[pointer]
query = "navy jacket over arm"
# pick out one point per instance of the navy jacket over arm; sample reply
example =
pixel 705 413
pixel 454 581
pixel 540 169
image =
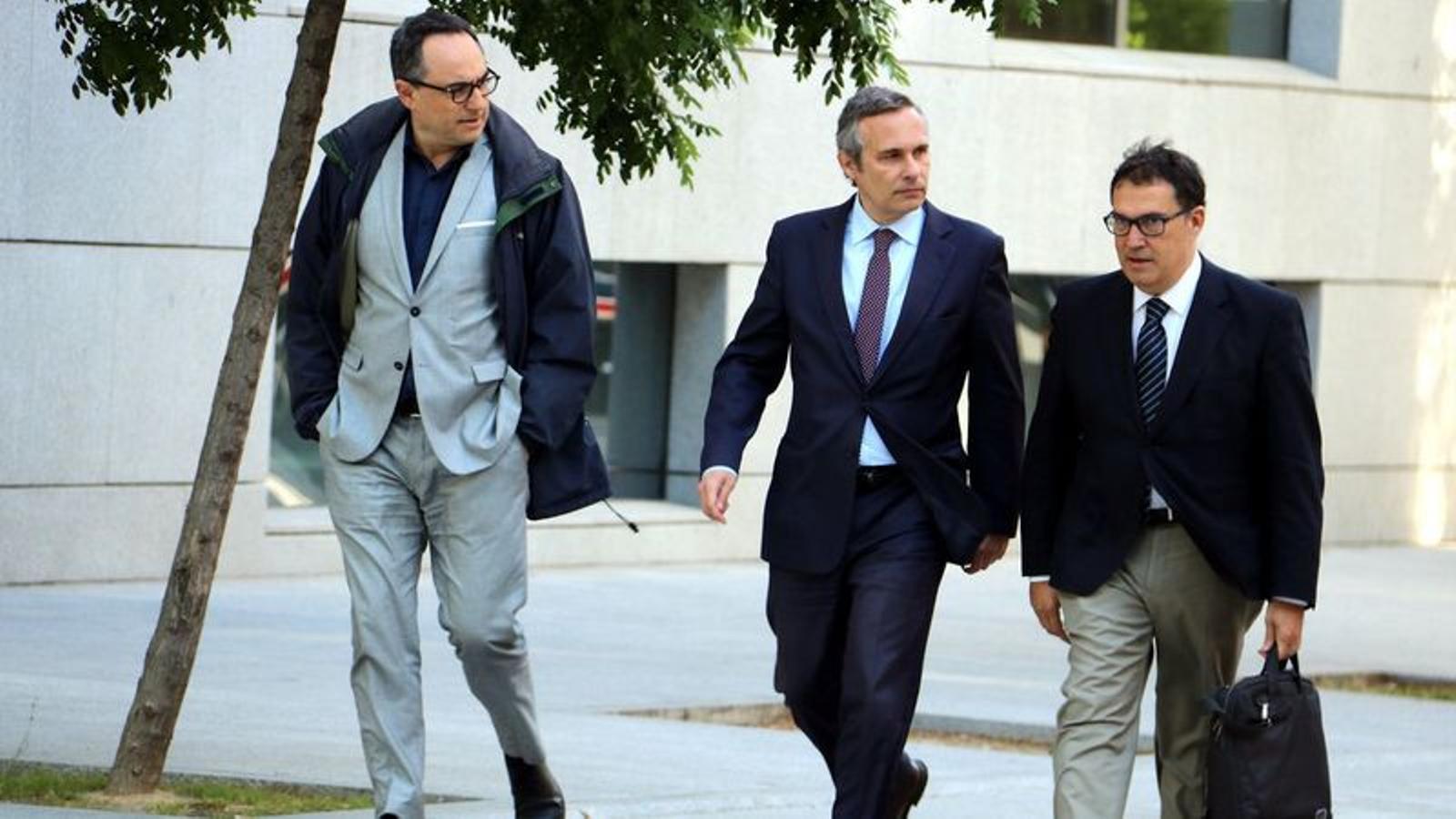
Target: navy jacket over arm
pixel 542 278
pixel 956 329
pixel 1235 450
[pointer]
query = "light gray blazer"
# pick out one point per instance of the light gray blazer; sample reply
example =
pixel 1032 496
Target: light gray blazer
pixel 470 397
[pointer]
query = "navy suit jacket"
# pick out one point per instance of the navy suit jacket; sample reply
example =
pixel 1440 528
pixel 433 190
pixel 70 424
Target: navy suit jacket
pixel 1234 450
pixel 956 327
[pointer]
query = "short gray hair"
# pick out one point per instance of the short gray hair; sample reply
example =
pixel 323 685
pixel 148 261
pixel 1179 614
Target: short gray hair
pixel 868 102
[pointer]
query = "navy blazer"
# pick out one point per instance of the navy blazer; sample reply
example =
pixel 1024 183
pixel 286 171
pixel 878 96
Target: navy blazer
pixel 1234 450
pixel 956 329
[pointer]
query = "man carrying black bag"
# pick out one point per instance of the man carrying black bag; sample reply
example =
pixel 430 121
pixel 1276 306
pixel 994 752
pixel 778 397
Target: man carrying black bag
pixel 1171 490
pixel 1267 756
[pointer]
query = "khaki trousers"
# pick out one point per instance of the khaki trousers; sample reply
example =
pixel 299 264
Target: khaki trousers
pixel 1165 603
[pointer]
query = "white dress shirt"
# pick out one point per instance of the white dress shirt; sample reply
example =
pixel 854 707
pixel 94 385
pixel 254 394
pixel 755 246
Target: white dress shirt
pixel 859 247
pixel 1179 300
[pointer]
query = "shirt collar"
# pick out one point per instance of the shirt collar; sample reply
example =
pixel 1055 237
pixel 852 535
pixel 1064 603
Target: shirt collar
pixel 1179 296
pixel 861 227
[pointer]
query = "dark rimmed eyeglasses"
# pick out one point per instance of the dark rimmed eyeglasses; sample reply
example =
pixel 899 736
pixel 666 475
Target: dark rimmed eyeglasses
pixel 1148 225
pixel 460 92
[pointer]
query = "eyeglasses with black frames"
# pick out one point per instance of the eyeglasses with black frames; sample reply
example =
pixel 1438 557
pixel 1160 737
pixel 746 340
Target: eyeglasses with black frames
pixel 460 92
pixel 1148 225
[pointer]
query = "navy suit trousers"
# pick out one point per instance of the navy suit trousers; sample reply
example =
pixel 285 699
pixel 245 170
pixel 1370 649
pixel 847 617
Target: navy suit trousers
pixel 851 643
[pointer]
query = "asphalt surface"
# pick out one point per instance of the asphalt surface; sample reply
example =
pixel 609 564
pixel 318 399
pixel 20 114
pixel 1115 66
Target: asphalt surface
pixel 269 694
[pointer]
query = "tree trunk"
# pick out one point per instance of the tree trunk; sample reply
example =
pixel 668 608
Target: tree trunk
pixel 155 710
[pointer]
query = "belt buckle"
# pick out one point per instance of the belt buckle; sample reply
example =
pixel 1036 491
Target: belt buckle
pixel 1158 516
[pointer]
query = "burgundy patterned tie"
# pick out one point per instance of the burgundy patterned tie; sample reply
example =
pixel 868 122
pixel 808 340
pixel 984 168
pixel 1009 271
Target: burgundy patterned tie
pixel 873 303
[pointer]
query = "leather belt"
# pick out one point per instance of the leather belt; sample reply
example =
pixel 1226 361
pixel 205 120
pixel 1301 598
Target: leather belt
pixel 875 477
pixel 407 409
pixel 1158 516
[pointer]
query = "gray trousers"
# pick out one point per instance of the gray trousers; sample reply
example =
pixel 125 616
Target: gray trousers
pixel 386 511
pixel 1167 602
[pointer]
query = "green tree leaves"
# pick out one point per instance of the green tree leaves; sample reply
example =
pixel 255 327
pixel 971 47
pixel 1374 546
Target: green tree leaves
pixel 630 73
pixel 124 48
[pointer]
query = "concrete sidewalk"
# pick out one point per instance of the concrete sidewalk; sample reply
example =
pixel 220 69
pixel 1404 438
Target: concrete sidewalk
pixel 269 694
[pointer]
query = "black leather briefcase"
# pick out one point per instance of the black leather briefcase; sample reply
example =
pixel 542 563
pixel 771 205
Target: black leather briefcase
pixel 1267 756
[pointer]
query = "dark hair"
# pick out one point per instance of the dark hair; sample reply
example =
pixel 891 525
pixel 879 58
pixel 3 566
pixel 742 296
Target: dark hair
pixel 1147 164
pixel 866 102
pixel 407 44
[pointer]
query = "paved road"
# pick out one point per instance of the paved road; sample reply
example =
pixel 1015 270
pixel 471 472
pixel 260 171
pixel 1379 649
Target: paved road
pixel 269 694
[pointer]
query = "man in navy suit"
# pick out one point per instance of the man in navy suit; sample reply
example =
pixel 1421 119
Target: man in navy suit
pixel 1172 486
pixel 885 308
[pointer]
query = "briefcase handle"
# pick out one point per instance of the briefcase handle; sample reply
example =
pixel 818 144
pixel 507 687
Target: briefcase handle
pixel 1273 663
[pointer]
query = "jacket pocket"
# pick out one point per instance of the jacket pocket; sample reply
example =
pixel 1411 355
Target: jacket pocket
pixel 353 359
pixel 488 372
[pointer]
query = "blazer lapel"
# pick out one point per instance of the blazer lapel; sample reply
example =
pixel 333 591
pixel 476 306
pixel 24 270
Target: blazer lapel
pixel 392 184
pixel 926 276
pixel 466 182
pixel 1208 319
pixel 1120 308
pixel 829 266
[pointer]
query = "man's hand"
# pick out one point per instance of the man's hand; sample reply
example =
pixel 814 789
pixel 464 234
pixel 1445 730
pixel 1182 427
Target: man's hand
pixel 992 548
pixel 1048 610
pixel 713 493
pixel 1283 627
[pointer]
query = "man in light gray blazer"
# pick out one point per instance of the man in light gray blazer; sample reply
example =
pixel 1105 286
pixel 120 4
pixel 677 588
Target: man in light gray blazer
pixel 440 350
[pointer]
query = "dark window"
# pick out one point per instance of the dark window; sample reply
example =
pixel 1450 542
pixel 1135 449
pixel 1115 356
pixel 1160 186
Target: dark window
pixel 1244 28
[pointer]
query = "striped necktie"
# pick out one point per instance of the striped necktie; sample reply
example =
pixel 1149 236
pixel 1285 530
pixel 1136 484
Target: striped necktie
pixel 1152 360
pixel 873 303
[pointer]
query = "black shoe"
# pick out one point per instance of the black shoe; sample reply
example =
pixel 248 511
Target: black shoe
pixel 536 793
pixel 907 785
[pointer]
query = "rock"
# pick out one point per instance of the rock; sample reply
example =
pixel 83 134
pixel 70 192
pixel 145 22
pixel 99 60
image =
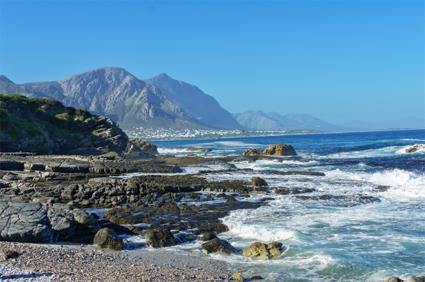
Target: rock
pixel 218 245
pixel 82 217
pixel 107 238
pixel 138 149
pixel 258 182
pixel 4 184
pixel 237 276
pixel 34 166
pixel 7 254
pixel 206 236
pixel 11 165
pixel 159 237
pixel 392 279
pixel 24 222
pixel 293 190
pixel 251 152
pixel 62 221
pixel 260 250
pixel 279 150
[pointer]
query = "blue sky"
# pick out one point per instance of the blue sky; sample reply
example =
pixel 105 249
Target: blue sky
pixel 338 60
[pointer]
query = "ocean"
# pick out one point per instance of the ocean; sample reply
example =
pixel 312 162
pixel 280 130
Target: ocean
pixel 365 219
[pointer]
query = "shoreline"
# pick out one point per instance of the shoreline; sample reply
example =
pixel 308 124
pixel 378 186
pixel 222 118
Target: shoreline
pixel 220 137
pixel 74 262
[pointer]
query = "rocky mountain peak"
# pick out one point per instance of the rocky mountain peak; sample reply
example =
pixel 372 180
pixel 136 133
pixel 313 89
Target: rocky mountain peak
pixel 3 78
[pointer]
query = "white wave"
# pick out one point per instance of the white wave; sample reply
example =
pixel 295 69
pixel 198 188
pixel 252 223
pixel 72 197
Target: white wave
pixel 413 139
pixel 240 225
pixel 412 149
pixel 404 185
pixel 369 153
pixel 272 163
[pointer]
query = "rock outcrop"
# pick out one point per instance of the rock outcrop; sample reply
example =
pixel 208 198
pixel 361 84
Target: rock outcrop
pixel 218 245
pixel 25 222
pixel 160 237
pixel 107 238
pixel 272 150
pixel 260 250
pixel 258 181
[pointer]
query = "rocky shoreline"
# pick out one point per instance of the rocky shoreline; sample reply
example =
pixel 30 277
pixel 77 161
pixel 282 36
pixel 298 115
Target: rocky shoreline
pixel 44 199
pixel 58 262
pixel 83 207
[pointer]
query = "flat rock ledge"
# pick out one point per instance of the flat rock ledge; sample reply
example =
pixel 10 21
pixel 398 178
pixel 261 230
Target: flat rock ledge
pixel 85 263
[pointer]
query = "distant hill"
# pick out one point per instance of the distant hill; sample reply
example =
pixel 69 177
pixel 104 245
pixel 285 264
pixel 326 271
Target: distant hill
pixel 119 95
pixel 257 120
pixel 46 126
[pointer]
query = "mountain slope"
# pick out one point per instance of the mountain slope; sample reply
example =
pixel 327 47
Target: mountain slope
pixel 46 126
pixel 196 103
pixel 256 120
pixel 119 95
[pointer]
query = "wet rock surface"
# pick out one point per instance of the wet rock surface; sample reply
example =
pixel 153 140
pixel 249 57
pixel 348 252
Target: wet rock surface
pixel 107 238
pixel 259 250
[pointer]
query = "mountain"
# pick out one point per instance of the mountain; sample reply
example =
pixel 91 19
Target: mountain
pixel 131 102
pixel 196 103
pixel 46 126
pixel 257 120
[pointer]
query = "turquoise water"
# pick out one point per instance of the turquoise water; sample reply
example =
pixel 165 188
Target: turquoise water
pixel 366 219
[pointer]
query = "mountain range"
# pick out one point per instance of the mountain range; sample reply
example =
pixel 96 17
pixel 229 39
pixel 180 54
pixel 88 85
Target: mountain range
pixel 258 120
pixel 164 102
pixel 114 92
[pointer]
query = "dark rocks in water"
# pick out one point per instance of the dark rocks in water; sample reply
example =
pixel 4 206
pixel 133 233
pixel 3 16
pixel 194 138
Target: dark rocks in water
pixel 62 221
pixel 279 150
pixel 139 149
pixel 159 238
pixel 272 150
pixel 218 245
pixel 11 165
pixel 258 181
pixel 251 153
pixel 415 278
pixel 392 279
pixel 237 276
pixel 7 254
pixel 414 148
pixel 107 238
pixel 24 222
pixel 342 200
pixel 178 216
pixel 261 250
pixel 206 236
pixel 294 190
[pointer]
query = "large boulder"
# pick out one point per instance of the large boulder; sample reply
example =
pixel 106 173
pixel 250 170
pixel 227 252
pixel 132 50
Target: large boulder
pixel 62 221
pixel 24 222
pixel 139 149
pixel 218 245
pixel 258 181
pixel 261 250
pixel 107 238
pixel 251 152
pixel 279 150
pixel 159 237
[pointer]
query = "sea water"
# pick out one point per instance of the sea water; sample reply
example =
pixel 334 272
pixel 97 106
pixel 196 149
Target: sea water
pixel 330 239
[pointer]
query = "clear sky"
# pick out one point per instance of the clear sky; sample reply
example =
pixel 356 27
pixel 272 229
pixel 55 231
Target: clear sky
———
** WORK ORDER **
Lines that contain the string "clear" should be copied from the material above.

** WORKED SOLUTION **
query = "clear sky"
# pick out one point per instance of the clear sky; sample reply
Target: clear sky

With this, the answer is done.